● How to complete this task: Within the records, which lines hold the string "corner"? Report each one by copying it.

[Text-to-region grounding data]
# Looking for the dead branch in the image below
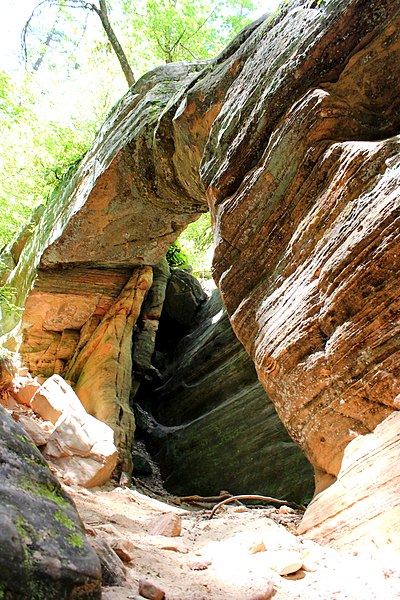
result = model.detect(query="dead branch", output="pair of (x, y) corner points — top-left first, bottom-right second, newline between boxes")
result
(208, 494), (304, 519)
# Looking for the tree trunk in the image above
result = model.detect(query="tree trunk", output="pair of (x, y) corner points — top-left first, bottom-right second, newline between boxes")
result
(94, 0), (135, 88)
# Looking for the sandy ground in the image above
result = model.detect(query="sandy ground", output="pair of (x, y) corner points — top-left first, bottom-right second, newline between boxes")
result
(69, 483), (400, 600)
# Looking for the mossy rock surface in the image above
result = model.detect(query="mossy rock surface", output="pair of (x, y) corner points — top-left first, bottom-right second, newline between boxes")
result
(0, 406), (101, 599)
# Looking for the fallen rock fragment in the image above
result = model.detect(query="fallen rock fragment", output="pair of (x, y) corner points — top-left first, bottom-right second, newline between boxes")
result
(17, 414), (49, 446)
(138, 579), (166, 600)
(149, 512), (182, 537)
(11, 380), (41, 406)
(30, 375), (119, 487)
(31, 374), (85, 423)
(249, 541), (267, 555)
(110, 537), (135, 562)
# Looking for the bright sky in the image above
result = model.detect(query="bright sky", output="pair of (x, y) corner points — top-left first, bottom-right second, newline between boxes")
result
(0, 0), (282, 72)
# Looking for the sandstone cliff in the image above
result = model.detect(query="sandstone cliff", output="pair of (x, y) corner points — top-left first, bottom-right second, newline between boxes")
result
(1, 0), (399, 550)
(140, 281), (313, 503)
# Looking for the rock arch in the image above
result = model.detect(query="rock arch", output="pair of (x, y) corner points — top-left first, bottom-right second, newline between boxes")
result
(2, 0), (400, 512)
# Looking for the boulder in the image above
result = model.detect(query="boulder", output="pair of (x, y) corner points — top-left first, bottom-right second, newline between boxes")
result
(163, 269), (207, 327)
(17, 414), (49, 447)
(0, 405), (101, 599)
(31, 374), (86, 424)
(148, 513), (182, 537)
(88, 537), (126, 587)
(34, 378), (119, 488)
(42, 413), (118, 488)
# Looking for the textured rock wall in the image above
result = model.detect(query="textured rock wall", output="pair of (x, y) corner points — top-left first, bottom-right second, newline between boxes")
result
(0, 0), (398, 520)
(145, 286), (314, 502)
(4, 63), (210, 471)
(198, 0), (400, 490)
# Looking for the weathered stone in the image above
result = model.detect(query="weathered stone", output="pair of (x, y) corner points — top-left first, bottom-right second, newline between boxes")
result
(163, 269), (207, 326)
(0, 0), (398, 548)
(70, 267), (153, 473)
(148, 289), (313, 502)
(17, 414), (49, 447)
(0, 405), (101, 598)
(298, 412), (400, 552)
(11, 381), (41, 406)
(148, 513), (182, 537)
(204, 0), (400, 491)
(0, 356), (15, 388)
(110, 537), (135, 562)
(42, 407), (118, 488)
(138, 579), (165, 600)
(131, 259), (170, 396)
(31, 374), (86, 424)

● Output below:
result = model.detect(query="dead branch", output="pair of (x, y) corner points — top-left first, bottom-right second, newline between boxes")
result = model.detect(query="tree trunk", output="pair of (x, y) corner points — top-left first, bottom-right second, newline between boxes")
result = model.detect(query="sandy ground", output="pair of (x, y) corner points — top-left first, bottom-right second, newline between boxes")
result = model.detect(query="mossy rock surface", output="pair of (x, y) corner points — top-left first, bottom-right second, newline between boxes")
result = model.detect(query="fallen rock fragment", output="pair of (x, y) corner points — top-left first, bottom-right second, newline between boxes")
result = model.detect(query="bright sky", output="pair of (x, y) corner points — top-left first, bottom-right second, newline between boxes")
result = model.detect(query="sandstone cliff", output="pair of (x, y) corner points — top-left first, bottom-right second, newline between boxes")
result = model.detect(query="rock arch", output="pair of (x, y) corner points — top-left first, bottom-right second, newline between boxes")
result = model.detect(query="boulder", output="pair of (x, y) corner points — top-left first, bottom-right second, newline between boxes")
result = model.detect(query="textured rock wall", output="pair of (x, y) corner points — top-left first, bottom-right second, newline between boxes")
result = model.detect(query="weathered stone", output="pair of (x, y) corner points — top-left first, bottom-right second, newline between boxes")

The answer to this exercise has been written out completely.